● TO BE DONE
1. In the text on developing a better machine learning model, what class is imported from sklearn.ensemble?
2. Continue the text on developing a better machine learning model from the point where it stops.

## Developing a better Machine Learning Model

I was very unsatisfied with the supplied model, and so decided to make my own. I know, this was outside the given task, but I finished early, and wanted to see if I could do better.

In [1]:
from sklearn.model_selection import GridSearchCV, train_test_split
from sklearn.base import TransformerMixin
from sklearn.ensemble import RandomForestRegressor
from sklearn.pipeline import Pipeline
from sklearn.compose import ColumnTransformer, make_column_selector
from sklearn.linear_model import LinearRegression, ElasticNetCV
from sklearn.preprocessing import FunctionTransformer, StandardScaler, OneHotEncoder
from sklearn.metrics import (
    mean_squared_error,
    mean_absolute_percentage_error,
    mean_absolute_error
)

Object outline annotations
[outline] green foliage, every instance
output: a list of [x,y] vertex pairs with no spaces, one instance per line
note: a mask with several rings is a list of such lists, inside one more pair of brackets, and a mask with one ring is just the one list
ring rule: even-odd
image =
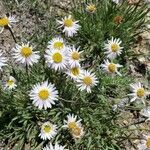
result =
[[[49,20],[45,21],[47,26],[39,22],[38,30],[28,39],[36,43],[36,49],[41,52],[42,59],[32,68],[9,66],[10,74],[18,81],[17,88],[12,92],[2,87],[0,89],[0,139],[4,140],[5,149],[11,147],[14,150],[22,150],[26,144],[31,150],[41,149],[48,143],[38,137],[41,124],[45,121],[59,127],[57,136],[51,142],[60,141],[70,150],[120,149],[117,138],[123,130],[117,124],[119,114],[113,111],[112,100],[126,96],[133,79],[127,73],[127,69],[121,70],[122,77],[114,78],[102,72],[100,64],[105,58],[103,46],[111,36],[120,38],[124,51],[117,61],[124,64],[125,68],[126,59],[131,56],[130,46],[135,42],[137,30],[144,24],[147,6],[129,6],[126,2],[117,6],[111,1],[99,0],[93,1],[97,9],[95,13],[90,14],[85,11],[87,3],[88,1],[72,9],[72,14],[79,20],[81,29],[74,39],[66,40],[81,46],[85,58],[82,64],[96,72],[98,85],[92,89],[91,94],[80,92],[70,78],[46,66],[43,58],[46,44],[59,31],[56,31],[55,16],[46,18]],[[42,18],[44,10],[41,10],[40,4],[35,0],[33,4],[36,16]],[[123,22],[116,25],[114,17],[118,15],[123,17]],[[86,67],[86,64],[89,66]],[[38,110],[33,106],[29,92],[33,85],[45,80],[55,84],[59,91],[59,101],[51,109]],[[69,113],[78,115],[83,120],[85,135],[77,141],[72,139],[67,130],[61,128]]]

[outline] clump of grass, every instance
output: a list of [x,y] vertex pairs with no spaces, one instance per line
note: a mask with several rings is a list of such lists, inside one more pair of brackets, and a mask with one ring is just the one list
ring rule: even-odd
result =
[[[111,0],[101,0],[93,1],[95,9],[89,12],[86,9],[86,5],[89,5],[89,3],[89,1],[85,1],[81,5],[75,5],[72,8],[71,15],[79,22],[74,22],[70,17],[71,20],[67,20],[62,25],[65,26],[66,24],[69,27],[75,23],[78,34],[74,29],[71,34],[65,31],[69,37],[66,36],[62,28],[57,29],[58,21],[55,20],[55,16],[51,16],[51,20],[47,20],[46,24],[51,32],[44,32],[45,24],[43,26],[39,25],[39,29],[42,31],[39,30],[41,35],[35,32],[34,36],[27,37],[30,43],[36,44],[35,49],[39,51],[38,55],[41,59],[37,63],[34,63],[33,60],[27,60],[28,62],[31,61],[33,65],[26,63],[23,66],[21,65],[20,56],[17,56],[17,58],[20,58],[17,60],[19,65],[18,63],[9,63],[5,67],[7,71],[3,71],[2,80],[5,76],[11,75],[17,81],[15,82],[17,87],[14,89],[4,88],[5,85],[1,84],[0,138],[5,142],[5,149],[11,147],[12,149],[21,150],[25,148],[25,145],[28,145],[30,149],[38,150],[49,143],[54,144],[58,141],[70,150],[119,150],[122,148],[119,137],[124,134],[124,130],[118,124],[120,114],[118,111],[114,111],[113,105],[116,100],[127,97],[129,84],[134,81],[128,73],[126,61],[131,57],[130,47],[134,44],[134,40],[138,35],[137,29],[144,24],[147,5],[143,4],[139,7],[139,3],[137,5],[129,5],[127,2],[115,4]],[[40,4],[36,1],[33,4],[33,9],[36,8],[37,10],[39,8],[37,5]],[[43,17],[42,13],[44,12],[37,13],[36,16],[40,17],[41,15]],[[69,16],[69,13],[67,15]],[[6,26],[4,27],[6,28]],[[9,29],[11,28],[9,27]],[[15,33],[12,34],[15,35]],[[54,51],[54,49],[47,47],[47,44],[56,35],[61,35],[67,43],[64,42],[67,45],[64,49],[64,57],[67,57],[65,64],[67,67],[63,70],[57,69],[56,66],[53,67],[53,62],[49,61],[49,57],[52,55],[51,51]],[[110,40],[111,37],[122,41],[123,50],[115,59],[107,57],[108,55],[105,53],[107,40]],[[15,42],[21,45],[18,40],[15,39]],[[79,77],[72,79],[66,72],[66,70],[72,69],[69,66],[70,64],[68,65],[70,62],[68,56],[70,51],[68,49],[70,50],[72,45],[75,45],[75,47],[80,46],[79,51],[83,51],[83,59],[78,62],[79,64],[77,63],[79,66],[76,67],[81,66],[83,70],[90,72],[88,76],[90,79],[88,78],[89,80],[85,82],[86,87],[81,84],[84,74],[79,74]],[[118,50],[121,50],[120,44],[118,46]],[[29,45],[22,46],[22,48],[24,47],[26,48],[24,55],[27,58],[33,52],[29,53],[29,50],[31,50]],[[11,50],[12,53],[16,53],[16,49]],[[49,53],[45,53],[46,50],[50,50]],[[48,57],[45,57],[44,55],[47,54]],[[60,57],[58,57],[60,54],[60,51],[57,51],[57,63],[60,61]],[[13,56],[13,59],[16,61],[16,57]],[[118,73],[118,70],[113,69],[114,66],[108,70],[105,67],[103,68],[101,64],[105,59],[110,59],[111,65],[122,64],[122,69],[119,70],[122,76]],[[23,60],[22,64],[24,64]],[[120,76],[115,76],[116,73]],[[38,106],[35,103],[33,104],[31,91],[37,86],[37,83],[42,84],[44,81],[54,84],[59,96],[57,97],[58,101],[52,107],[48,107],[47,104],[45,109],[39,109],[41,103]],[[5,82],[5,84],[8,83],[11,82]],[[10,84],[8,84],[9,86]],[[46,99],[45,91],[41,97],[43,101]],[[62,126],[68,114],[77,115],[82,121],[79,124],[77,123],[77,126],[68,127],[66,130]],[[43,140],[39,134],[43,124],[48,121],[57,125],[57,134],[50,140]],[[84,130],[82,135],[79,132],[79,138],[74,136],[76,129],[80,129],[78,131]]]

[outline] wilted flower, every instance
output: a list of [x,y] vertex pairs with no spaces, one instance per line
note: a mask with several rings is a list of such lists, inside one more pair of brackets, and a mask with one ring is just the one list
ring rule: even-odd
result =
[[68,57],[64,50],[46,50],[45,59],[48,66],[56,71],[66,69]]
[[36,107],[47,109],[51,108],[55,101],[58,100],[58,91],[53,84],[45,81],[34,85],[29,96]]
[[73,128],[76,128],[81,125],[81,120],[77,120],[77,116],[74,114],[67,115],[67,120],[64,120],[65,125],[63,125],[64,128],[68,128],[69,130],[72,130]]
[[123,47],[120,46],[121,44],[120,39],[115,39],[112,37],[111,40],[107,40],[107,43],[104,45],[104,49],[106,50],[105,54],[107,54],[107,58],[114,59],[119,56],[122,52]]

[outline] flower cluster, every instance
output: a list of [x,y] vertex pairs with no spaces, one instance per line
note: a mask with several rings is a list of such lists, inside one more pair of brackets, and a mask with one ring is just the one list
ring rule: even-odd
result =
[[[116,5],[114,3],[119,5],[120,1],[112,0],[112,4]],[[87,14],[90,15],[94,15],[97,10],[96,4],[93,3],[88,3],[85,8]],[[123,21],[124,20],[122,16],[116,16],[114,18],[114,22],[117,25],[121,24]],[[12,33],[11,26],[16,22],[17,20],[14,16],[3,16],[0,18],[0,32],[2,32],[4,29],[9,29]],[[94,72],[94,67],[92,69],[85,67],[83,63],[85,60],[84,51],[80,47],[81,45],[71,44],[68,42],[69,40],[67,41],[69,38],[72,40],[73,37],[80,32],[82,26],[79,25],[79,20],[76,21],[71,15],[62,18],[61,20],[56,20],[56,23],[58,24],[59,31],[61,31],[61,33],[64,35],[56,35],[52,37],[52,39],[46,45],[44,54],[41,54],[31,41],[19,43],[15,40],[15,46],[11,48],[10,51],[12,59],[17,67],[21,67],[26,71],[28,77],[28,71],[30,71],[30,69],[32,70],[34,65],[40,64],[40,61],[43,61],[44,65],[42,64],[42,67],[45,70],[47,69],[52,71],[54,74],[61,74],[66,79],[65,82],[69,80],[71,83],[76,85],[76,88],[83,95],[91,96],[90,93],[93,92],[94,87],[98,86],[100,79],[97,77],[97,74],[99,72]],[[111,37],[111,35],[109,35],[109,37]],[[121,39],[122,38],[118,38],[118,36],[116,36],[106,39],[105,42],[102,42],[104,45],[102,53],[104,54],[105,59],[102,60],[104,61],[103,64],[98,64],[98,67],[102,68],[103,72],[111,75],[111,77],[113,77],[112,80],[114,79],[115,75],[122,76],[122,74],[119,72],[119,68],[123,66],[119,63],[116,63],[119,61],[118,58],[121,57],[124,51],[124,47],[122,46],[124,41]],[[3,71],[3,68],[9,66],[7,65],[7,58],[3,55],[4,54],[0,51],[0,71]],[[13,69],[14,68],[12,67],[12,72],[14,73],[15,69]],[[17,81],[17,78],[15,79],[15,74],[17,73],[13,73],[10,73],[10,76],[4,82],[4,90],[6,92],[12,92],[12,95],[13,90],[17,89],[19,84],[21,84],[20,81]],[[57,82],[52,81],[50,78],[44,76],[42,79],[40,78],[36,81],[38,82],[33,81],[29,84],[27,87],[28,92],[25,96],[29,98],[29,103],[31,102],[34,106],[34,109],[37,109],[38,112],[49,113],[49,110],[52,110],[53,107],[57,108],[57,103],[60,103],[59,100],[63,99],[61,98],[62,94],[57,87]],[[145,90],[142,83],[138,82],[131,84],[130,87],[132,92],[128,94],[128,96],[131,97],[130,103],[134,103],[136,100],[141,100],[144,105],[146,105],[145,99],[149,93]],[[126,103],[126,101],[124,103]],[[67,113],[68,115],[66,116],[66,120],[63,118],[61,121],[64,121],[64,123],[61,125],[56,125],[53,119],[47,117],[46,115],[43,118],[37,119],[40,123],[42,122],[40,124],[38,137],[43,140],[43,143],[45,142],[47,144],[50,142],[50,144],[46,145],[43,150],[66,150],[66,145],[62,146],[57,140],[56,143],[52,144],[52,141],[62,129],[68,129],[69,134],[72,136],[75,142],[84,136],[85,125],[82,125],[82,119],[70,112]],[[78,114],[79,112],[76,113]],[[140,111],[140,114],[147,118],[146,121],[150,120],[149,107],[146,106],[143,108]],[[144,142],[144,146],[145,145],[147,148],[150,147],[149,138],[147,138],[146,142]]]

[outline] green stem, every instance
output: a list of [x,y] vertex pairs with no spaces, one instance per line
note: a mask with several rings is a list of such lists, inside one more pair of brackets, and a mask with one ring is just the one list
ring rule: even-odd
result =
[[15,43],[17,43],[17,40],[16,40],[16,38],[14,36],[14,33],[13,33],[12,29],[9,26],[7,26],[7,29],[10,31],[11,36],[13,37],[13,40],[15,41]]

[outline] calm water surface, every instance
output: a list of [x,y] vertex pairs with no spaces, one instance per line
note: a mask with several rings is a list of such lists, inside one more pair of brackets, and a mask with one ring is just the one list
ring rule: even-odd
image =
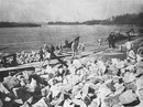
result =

● TASK ANSWERS
1. RandomForestRegressor

2.
import numpy as np
import pandas as pd
from model.data import load_data

def print_metrics(predictions, target):
    print("RMSE: ", np.sqrt(mean_squared_error(predictions, target)))
    print("MAPE: ", mean_absolute_percentage_error(predictions, target))
    print("MAE : ", mean_absolute_error(predictions, target))

Load and separate data into train, validation, and test. Test data will only be used at the end, once I've decided not to tweak the models any further.

In [2]:
train, test = load_data()
X_train_full, Y_train_full, X_test, Y_test = train.drop("price", axis=1), train["price"], test.drop("price", axis=1), test["price"]
X_train, X_valid, Y_train, Y_valid = train_test_split(X_train_full, Y_train_full, test_size=0.2, random_state=42)
X_train.shape

(12969, 8)

Just a quick run-down of the available features and some examples.

In [3]:
X_train.head(5).transpose()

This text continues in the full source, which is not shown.